Problem to solve: Having read the data, transcribe all of it without deviation.

Records for the task START

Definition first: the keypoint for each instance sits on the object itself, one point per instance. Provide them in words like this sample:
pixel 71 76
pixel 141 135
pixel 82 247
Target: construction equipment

Records for the task END

Output of the exercise:
Definition first: the keypoint for each instance sits on the object itself, one point per instance. Provide them in words like this sample:
pixel 71 76
pixel 141 135
pixel 82 247
Target: construction equipment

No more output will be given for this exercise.